TASK STATEMENT: Nothing in the entries should be altered. Write them out in full.

Saved entries:
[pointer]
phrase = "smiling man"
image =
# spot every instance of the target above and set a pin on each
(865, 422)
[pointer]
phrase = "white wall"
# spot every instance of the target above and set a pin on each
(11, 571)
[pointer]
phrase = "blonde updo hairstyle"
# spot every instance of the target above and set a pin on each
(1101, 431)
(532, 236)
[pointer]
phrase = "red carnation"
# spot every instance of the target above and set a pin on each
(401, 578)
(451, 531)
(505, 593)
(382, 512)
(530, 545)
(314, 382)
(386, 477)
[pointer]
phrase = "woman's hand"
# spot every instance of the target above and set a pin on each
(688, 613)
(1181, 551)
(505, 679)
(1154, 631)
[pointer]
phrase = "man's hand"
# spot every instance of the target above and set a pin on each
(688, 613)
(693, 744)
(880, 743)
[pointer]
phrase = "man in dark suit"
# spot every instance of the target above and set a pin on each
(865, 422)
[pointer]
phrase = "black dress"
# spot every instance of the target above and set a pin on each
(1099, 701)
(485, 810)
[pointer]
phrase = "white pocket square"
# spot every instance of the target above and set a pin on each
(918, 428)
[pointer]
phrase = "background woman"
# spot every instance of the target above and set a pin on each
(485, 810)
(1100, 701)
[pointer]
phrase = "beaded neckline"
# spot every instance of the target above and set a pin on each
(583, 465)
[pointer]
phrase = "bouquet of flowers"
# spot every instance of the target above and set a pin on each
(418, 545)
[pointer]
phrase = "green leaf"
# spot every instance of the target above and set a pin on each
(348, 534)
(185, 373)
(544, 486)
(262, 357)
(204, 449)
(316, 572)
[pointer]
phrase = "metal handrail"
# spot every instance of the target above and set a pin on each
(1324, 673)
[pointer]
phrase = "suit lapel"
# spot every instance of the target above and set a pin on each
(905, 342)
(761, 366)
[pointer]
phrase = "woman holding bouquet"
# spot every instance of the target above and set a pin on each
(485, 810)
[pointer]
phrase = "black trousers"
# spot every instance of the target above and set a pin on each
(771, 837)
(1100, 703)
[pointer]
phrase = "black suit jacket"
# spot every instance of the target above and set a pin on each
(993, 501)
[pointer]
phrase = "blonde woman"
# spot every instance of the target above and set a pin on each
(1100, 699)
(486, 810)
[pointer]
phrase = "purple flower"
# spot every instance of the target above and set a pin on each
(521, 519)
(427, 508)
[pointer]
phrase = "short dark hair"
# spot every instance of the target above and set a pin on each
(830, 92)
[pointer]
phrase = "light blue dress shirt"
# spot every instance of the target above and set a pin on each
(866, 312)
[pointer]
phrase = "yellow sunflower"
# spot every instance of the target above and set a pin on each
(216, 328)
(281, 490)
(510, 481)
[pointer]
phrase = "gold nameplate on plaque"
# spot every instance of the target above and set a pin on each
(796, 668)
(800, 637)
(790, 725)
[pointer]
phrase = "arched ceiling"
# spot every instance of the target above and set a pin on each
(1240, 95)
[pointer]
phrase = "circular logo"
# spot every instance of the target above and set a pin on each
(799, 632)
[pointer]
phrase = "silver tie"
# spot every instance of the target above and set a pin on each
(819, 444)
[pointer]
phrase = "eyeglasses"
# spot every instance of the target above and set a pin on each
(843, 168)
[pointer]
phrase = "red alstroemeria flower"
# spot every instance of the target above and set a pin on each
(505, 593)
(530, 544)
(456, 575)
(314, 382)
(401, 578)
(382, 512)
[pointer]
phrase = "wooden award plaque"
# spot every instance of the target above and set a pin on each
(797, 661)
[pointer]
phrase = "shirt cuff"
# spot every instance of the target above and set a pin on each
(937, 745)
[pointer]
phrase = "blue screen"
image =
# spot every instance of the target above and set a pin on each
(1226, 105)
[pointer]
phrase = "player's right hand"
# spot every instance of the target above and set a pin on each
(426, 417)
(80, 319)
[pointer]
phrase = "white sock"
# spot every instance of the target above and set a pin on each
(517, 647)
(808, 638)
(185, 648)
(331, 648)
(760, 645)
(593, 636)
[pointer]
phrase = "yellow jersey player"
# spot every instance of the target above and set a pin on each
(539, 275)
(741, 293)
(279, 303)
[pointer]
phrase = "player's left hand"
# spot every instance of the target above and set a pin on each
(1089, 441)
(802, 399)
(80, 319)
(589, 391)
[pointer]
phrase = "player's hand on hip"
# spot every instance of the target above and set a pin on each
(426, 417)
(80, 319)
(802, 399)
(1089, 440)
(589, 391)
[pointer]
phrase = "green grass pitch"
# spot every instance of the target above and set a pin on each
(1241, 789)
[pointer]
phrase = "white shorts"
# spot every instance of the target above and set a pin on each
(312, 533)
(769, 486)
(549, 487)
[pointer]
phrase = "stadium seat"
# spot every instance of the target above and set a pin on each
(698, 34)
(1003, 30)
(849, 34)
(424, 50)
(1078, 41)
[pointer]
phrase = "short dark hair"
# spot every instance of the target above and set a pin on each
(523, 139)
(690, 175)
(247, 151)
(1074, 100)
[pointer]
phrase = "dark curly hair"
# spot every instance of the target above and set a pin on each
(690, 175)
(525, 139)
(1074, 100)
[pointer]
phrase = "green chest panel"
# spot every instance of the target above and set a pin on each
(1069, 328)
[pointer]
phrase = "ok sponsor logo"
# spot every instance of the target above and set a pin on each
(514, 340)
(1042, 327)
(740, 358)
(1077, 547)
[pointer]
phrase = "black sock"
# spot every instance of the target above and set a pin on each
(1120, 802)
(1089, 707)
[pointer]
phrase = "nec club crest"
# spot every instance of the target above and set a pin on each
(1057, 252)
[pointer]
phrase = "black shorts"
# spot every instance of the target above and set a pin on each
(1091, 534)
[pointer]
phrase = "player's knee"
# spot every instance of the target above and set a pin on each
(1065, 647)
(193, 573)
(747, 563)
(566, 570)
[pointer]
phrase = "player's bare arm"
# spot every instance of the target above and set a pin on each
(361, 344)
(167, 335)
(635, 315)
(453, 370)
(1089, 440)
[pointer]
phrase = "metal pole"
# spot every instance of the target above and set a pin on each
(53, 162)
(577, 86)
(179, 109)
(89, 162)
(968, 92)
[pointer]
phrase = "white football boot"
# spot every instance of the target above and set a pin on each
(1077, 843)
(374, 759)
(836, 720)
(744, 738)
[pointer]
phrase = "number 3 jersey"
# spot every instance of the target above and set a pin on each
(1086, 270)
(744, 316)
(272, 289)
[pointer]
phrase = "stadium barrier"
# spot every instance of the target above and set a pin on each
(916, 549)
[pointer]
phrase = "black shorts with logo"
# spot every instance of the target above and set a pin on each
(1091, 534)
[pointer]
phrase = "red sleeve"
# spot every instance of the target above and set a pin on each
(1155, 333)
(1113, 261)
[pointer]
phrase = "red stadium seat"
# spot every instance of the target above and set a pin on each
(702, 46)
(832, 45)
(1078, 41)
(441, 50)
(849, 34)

YOUR RESPONSE:
[pointer]
phrase = "smiling man"
image =
# spot every instance of the target above and set a pin on each
(865, 422)
[pointer]
phrase = "white wall"
# spot every instance of the target above and set a pin on each
(11, 571)
[pointer]
phrase = "blonde updo hairstyle"
# spot every instance of the target above and set a pin on each
(1101, 431)
(532, 236)
[pointer]
phrase = "red carnation"
# spot every instance of the target above and set a pin on each
(401, 578)
(451, 531)
(505, 593)
(382, 512)
(530, 545)
(314, 382)
(386, 477)
[pointer]
phrase = "woman's hand"
# spot every instance of the target above and set a pin on each
(688, 613)
(1181, 551)
(505, 679)
(1154, 631)
[pointer]
phrase = "man's hand"
# spot every instance of the target above and set a pin on each
(688, 613)
(693, 744)
(880, 743)
[pointer]
phrase = "man in dark suit"
# spot every instance of the target above and set a pin on each
(865, 422)
[pointer]
phrase = "black dress"
# spot every instance of the target above and set a pin on each
(1099, 701)
(485, 810)
[pointer]
phrase = "white pocket square"
# spot every instance of the target above and set a pin on each
(918, 428)
[pointer]
phrase = "background woman"
# spot every instance of the target above and set a pin on each
(485, 810)
(1100, 701)
[pointer]
phrase = "beaded neckline"
# spot every instance of the target above and set a pin on each
(583, 465)
[pointer]
phrase = "bouquet of flowers"
# spot every instance of the target above and set a pin on each
(418, 545)
[pointer]
phrase = "green leaf"
# spot every instance of the target above and set a pin on each
(348, 534)
(185, 373)
(544, 486)
(262, 357)
(204, 449)
(316, 572)
[pointer]
phrase = "metal handrail"
# spot every instance of the target above and set a pin on each
(1324, 673)
[pointer]
phrase = "suit lapel"
# spot every instance of the target above and set a pin on each
(905, 342)
(761, 366)
[pointer]
phrase = "woman holding bouquet"
# spot every instance of the target above and set a pin on each
(485, 810)
[pointer]
phrase = "black trousers"
# spot every instance of the target above and set a pin on each
(771, 837)
(1100, 703)
[pointer]
phrase = "black suit jacket"
# spot every instance of the target above and set a pin on each
(993, 501)
[pointer]
phrase = "blonde woman"
# spot every instance of the target above and set a pin on each
(1100, 699)
(486, 810)
[pointer]
phrase = "purple flower"
# spot every instance of the target above and set a pin on each
(521, 519)
(427, 508)
[pointer]
phrase = "short dark hair"
# spot every instance of the target above and set a pin on each
(830, 92)
[pointer]
phrase = "light blue dress shirt"
# spot every instance of the target above and set a pin on each
(866, 312)
[pointer]
phrase = "yellow sunflower"
# spot every instance of the target above and set a pin on each
(216, 328)
(281, 490)
(510, 481)
[pointer]
phrase = "gold nameplate on plaque"
# spot every instance of the target above and set a pin on each
(796, 668)
(800, 637)
(790, 725)
[pointer]
phrase = "arched ceiling"
# spot every instance of the target above and set a pin on each
(1240, 95)
[pointer]
phrase = "circular logo"
# spot every instance of the target above and set a pin on each
(799, 632)
[pointer]
phrase = "silver tie"
# spot every instance of the target above and set a pin on each
(819, 444)
[pointer]
phrase = "eyeglasses"
# spot every instance of the target above and set a pin on each
(843, 168)
[pointer]
phrase = "red alstroemeria flower"
# spot every instance of the target above and set a pin on each
(505, 593)
(530, 544)
(456, 575)
(314, 382)
(401, 578)
(382, 512)
[pointer]
phrase = "wooden award plaque"
# spot every instance of the target above and set a pin on each
(797, 661)
[pointer]
phrase = "shirt cuff"
# spot every instance of the target above and set a pin on each
(937, 745)
[pointer]
phrase = "blue screen"
image =
# spot every instance of the target above and set a pin on each
(1226, 105)
[pointer]
phrase = "player's right hand"
# spot every instance of the target above and set a pin on each
(426, 417)
(80, 319)
[pointer]
phrase = "white sock"
# spot every instance of the target above and set a pin on each
(517, 647)
(808, 638)
(185, 648)
(331, 648)
(760, 645)
(593, 636)
[pointer]
phrase = "yellow jersey player"
# spot every instance of the target above and set a pin on each
(539, 275)
(741, 293)
(279, 303)
[pointer]
phrase = "player's left hand"
# spot every instance of the target above and set a pin on each
(1089, 441)
(802, 399)
(80, 319)
(589, 391)
[pointer]
phrase = "player's hand on hip"
# spot every instance of the target above and set a pin on each
(426, 417)
(80, 319)
(802, 399)
(1089, 440)
(589, 391)
[pointer]
phrase = "green grass pitch"
# spot every instance of the target above and set a pin on each
(1241, 789)
[pointer]
phrase = "white shorts"
# spot every instance of the target above and set a pin on each
(312, 533)
(769, 486)
(549, 487)
[pointer]
phrase = "stadium seat"
# spot every instance of the target above and set a pin on each
(698, 34)
(1003, 30)
(849, 34)
(424, 50)
(1078, 41)
[pointer]
phrase = "short dark hair"
# spot every instance of the target above and set a pin on each
(523, 139)
(690, 175)
(247, 151)
(1074, 100)
[pointer]
phrase = "dark curly hair"
# spot every instance of the target above and set a pin on each
(690, 175)
(525, 139)
(1074, 100)
[pointer]
phrase = "green chest panel"
# spot every instance of the target above and set a pin on each
(1069, 328)
[pointer]
phrase = "ok sponsor logo"
# spot every instance of the target above and set a pin on each
(514, 340)
(1042, 327)
(740, 358)
(1077, 547)
[pointer]
phrase = "black sock"
# spot every instance of the target above and set a pin on each
(1120, 802)
(1089, 707)
[pointer]
phrase = "nec club crest"
# spot every instance of the target above and set a pin on each
(1057, 252)
[pointer]
phrase = "black shorts"
# spot every instance of the target above and set a pin on each
(1091, 534)
[pointer]
phrase = "player's knee"
# spot every instance of the target above and set a pin on each
(1065, 647)
(193, 573)
(747, 563)
(566, 570)
[pointer]
phrase = "player's bare arm"
# spot every instance of the target above and set a pin on each
(361, 344)
(167, 335)
(635, 315)
(453, 370)
(1089, 440)
[pointer]
phrase = "metal pole"
# spot every instance of the target above and set a pin on each
(53, 162)
(577, 86)
(179, 109)
(89, 162)
(968, 92)
[pointer]
phrase = "white football boot"
# spot every instance of the target above and set a pin on each
(1077, 843)
(374, 759)
(836, 720)
(744, 738)
[pointer]
phrase = "number 3 jersey"
# spot every instance of the target above and set a pin on each
(1086, 270)
(744, 316)
(272, 289)
[pointer]
phrase = "stadium barrier"
# spot every instance of the target above and set a pin on each
(916, 549)
[pointer]
phrase = "black shorts with logo"
# spot every instance of the target above and set a pin on each
(1091, 534)
[pointer]
phrase = "red sleeve"
# spot every instance of the target above and set a pin on each
(1155, 333)
(1113, 261)
[pointer]
phrase = "red stadium seat"
# spot every instance of the target above and set a pin on each
(702, 46)
(832, 45)
(1078, 41)
(441, 50)
(849, 34)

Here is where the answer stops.